Prompt - Which lines in the data below contain the word "airport"? Return each of them.

Data excerpts
+-------+

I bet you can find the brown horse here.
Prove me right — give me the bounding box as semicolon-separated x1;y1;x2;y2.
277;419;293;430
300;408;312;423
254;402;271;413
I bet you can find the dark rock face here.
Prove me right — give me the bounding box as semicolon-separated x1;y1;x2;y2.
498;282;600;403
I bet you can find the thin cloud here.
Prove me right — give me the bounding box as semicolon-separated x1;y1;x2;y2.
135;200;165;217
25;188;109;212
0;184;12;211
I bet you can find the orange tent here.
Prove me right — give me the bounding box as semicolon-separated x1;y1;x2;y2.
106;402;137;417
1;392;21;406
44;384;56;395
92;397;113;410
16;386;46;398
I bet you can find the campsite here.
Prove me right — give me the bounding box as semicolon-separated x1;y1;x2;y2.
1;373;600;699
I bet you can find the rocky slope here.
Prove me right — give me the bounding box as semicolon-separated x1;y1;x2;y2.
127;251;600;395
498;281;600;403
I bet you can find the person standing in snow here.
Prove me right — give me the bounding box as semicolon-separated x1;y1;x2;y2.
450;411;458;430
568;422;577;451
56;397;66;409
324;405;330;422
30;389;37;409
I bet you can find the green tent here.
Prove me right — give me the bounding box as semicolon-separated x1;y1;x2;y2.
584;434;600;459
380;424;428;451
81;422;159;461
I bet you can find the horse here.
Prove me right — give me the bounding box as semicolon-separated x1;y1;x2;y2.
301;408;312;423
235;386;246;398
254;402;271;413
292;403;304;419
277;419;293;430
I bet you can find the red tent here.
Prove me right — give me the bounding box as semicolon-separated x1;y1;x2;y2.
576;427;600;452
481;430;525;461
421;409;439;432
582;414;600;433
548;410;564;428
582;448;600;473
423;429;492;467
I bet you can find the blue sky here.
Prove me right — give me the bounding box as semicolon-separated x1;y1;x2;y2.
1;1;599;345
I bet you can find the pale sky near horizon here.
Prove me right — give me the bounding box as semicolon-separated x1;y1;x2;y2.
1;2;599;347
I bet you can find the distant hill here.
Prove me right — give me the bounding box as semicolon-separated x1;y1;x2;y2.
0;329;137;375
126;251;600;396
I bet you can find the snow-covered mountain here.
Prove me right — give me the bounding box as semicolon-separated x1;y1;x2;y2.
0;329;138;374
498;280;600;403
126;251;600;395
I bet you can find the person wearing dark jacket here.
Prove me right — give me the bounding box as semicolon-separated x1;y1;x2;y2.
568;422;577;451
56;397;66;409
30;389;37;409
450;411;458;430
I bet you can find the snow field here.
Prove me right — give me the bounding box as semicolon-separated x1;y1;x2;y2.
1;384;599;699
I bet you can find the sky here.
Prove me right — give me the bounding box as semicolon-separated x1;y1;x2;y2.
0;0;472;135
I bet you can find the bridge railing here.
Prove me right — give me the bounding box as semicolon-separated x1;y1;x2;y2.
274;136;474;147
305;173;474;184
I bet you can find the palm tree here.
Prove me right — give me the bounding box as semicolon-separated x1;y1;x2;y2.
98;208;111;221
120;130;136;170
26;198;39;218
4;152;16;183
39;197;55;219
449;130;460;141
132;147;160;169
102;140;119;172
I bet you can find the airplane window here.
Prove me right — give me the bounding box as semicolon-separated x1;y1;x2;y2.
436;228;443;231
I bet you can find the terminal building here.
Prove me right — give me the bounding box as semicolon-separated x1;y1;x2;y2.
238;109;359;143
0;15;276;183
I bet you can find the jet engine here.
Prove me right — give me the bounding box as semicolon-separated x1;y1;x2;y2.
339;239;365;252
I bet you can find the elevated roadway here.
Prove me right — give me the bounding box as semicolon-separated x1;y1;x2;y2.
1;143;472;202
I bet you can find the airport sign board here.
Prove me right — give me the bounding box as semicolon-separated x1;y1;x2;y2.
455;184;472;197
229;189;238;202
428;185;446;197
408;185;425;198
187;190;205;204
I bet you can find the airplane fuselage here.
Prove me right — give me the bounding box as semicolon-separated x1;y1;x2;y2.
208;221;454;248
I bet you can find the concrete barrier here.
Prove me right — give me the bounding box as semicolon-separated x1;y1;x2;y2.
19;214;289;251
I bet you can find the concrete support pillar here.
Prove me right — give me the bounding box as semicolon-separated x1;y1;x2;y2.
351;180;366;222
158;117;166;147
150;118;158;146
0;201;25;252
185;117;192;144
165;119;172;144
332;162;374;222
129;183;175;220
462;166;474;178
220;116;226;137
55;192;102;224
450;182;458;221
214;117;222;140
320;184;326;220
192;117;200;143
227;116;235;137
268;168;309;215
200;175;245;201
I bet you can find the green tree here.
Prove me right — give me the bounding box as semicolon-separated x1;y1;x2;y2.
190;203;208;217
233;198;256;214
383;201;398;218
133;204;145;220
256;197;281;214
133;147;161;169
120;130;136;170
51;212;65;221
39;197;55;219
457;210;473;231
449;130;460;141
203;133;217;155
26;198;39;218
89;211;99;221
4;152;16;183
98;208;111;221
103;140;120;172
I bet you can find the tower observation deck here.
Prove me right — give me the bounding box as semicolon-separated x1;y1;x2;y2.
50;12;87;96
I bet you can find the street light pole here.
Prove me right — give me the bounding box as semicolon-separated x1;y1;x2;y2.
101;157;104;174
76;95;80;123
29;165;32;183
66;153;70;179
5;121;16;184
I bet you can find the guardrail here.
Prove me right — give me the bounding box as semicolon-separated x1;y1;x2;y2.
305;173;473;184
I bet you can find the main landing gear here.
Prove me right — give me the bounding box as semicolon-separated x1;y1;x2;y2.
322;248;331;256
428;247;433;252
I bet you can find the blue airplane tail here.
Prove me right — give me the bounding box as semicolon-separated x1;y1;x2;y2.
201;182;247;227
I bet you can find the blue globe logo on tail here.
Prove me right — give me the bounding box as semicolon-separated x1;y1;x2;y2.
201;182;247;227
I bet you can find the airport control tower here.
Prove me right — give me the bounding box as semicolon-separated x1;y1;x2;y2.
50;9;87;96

+-------+

Solved exercise -
I bet you can find the airport sign board here.
I bet you can find the airport control tower here.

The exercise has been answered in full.